#### SOURCE EXTRACT
The delicate tissue of the human brain is shielded from the dense skull surrounding it by a clear fluid called cerebrospinal fluid, enclosed in a three-layer sack called the meninges. When there is an imbalance between production and resorption of the fluid people can develop increase or decrease pressure of the fluid around the brain. In cases of slow progressive increase of pressure on the brain, the fluid might find a pathway of lower resistance to draine. This commonly happens through the bone that separates the nose from the brain or the ear from the brain.
In cases of where the temporal bone is involved, the fluid will go through the mastoid cavity and middle ear down the Eustachian tube and drain into the back of the nose. Most times patients will present with clear fluid behind the eardrum which turns into continuous clear drainage from the ear when a ventilation tube is placed in the eardrum by the surgeon. This is called CSF otorrhea.
Management of CSF otorrhea is very important since the pathway can become a conduit for air and bacteria to enter around the brain and cause severe infection known as meningitis. To treat this process the surgeon has to both correct the defect where the fluid is coming through and address the reason patient has increased CSF pressure around the brain.
In most cases the cause of increased CSF pressure, also known as intracranial hypertension, is unknown. This condition used to be called pseudotumor cerebri but now, more correctly is called idiopathic intracranial hypertension. It is associated with the female gender, childbearing age, and obesity. However the condition can be seen in males and people who are not obese. The exact cause of the condition is not known at this time. In certain cases the condition appears years later after an episode of meningitis, brain tumors, brain surgery, or other causes that can contribute to poor resorption of CSF.
########
## TASK DESCRIPTION
Using the text on cerebrospinal fluid leaks through the ear, mark each statement yes or no and quote the exact words that decide it. (a) The condition once called pseudotumor cerebri is now more correctly called idiopathic intracranial hypertension. (b) Idiopathic intracranial hypertension occurs only in obese women. (c) When the temporal bone is involved, the fluid drains down the Eustachian tube into the back of the nose.
#### DATA RECORDS
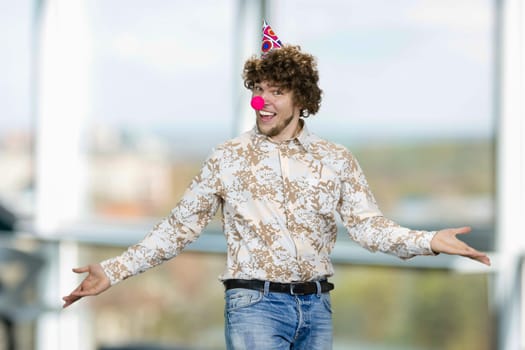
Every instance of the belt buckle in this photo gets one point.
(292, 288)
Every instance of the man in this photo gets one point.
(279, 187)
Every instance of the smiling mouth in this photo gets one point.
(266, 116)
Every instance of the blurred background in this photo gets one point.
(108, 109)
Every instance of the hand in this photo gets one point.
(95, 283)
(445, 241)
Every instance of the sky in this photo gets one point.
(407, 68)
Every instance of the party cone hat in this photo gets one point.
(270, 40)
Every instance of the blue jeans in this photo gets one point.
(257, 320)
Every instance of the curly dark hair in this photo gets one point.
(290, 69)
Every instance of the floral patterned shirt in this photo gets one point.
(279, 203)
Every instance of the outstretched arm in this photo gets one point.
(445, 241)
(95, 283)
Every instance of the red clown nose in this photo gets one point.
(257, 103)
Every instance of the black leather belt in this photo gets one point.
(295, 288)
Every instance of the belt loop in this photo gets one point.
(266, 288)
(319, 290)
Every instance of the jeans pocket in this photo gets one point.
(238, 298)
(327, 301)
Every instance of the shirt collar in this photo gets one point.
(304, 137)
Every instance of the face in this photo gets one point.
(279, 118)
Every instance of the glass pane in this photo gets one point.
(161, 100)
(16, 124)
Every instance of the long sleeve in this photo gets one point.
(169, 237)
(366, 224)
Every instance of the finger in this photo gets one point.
########
## RESPONSE BOX
(a) Yes: "This condition used to be called pseudotumor cerebri but now, more correctly is called idiopathic intracranial hypertension."
(b) No: "However the condition can be seen in males and people who are not obese."
(c) Yes: "the fluid will go through the mastoid cavity and middle ear down the Eustachian tube and drain into the back of the nose."